### TEXT TO READ

It’s the run up to Halloween, so I was thinking that I probably ought to try and do a spooky or vampire-y series post at some point this month. Trouble is, I don’t read a lot of books with spooky or supernatural stuff in them. I’ve already written about Sookie Stackhouse (vampires! werewolves! all sorts!) and I’ve put more links to Terry Pratchett recently than I can shake a stick at (but I’ll throw you some more). But tangential thinking takes me to another Charlaine Harris series – albeit one that doesn’t have any supernatural shenanigans.

When we meet Aurora Teagarden in the first book, she’s a librarian in Lawrenceston, Georgia. Along with some of her friends, she’s part of a Real Murder club – who meet every month to discuss and analyse famous true crimes. Her mum doesn’t approve, but Aurora doesn’t see any harm in it until a member gets murdered – and the other group members are suspects. Of course she solves the murder, but it’s just the start because over the course of ten books she just keeps stumbling across bodies and murderers!

### RECORD EXTRACTS
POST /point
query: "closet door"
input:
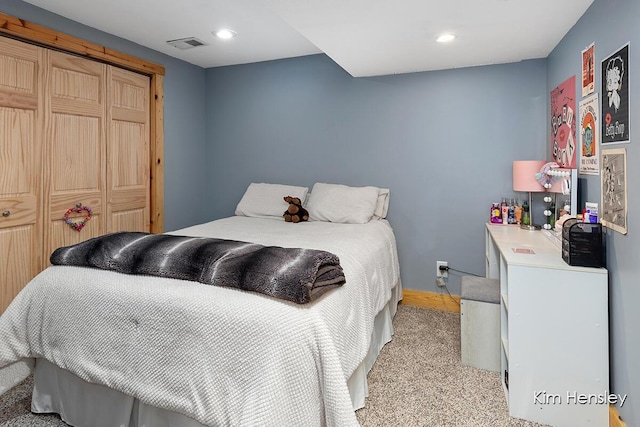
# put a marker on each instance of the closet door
(128, 186)
(75, 150)
(20, 156)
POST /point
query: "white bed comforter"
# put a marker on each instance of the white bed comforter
(222, 356)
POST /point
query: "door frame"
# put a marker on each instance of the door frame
(33, 33)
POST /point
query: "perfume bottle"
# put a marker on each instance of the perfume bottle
(496, 214)
(526, 218)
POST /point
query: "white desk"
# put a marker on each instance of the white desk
(554, 330)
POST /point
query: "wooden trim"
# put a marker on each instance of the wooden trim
(157, 153)
(34, 33)
(432, 300)
(614, 418)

### THINGS TO DO
- 1) In the text about the Aurora Teagarden books, what job does Aurora have in the first book?
- 2) Carry on writing the post about the Aurora Teagarden series, starting after its last sentence.
The records are separate material and have no connection to the text.

### RESPONSE LIST
- 1) She is a librarian in Lawrenceston, Georgia.

- 2)
If you like cozy crime and you like Charlaine Harris, these will really work for you. I find Harris incredibly easy to read and her mystery plots are pretty solid. I can sometimes figure out who did it, but not always, and not usually particularly early in the book, and you can’t say that about everyone! Aurora is an engaging heroine and she manages not to fall into the too-stupid-to-live trap too often – and I like the slightly antagonistic relationship she has with the local police because it’s not *just* about the fact that she keeps poking her nose into their investigations – although that is also a factor. Sidenote: some series are better at managing the amateur and the police relationships than others – some go too cozy (why aren’t they bothered this person is inserting themselves?) or some too antagonistic (which is just anxiety inducing for the reader and not what I come to cozy crime for).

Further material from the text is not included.